• WORK REQUIRED: Locate every line in the rows below that contains the string "cupola", and copy each such line in full.

• INPUT ROWS:
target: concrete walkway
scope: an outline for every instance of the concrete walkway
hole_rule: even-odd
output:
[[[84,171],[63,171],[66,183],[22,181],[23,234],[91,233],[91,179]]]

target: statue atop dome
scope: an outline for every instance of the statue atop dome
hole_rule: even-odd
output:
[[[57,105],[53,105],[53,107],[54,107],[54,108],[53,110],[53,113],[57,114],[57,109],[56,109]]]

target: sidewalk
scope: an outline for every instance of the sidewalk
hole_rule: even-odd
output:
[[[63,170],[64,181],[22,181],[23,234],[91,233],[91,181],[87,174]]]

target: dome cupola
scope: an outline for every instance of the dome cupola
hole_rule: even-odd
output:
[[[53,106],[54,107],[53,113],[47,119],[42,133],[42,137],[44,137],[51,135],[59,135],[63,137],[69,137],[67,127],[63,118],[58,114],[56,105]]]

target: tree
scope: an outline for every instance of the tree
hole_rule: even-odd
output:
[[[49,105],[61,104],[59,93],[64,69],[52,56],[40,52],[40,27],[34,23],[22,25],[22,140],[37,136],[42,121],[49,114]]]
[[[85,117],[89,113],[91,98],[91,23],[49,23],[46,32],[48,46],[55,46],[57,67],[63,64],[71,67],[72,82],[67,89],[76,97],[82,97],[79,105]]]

--

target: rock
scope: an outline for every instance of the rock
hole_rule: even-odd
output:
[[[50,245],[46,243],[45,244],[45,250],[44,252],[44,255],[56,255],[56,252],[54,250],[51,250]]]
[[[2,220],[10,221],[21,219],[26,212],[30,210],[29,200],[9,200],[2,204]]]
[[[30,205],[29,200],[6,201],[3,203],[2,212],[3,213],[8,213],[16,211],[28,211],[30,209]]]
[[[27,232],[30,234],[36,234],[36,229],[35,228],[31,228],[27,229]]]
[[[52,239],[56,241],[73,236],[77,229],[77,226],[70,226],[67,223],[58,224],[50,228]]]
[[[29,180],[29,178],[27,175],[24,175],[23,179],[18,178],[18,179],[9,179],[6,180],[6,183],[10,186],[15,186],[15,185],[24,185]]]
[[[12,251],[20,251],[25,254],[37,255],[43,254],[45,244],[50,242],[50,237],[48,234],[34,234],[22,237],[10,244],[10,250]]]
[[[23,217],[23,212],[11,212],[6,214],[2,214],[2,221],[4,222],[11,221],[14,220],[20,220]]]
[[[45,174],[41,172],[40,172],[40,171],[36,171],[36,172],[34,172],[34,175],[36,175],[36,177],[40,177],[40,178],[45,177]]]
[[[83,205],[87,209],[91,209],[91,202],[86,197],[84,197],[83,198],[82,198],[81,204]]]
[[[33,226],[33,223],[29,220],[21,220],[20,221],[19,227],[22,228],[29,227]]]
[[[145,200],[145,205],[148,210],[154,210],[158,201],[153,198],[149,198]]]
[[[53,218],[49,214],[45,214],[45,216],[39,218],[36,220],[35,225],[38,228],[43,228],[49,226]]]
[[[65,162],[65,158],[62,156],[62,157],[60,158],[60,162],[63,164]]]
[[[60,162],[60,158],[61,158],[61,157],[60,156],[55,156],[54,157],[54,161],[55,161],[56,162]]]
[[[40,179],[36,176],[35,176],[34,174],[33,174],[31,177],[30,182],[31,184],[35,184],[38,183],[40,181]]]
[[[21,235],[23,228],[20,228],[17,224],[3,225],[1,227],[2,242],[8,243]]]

• OUTPUT BELOW:
target: dome cupola
scope: an outline for every instance of the dome cupola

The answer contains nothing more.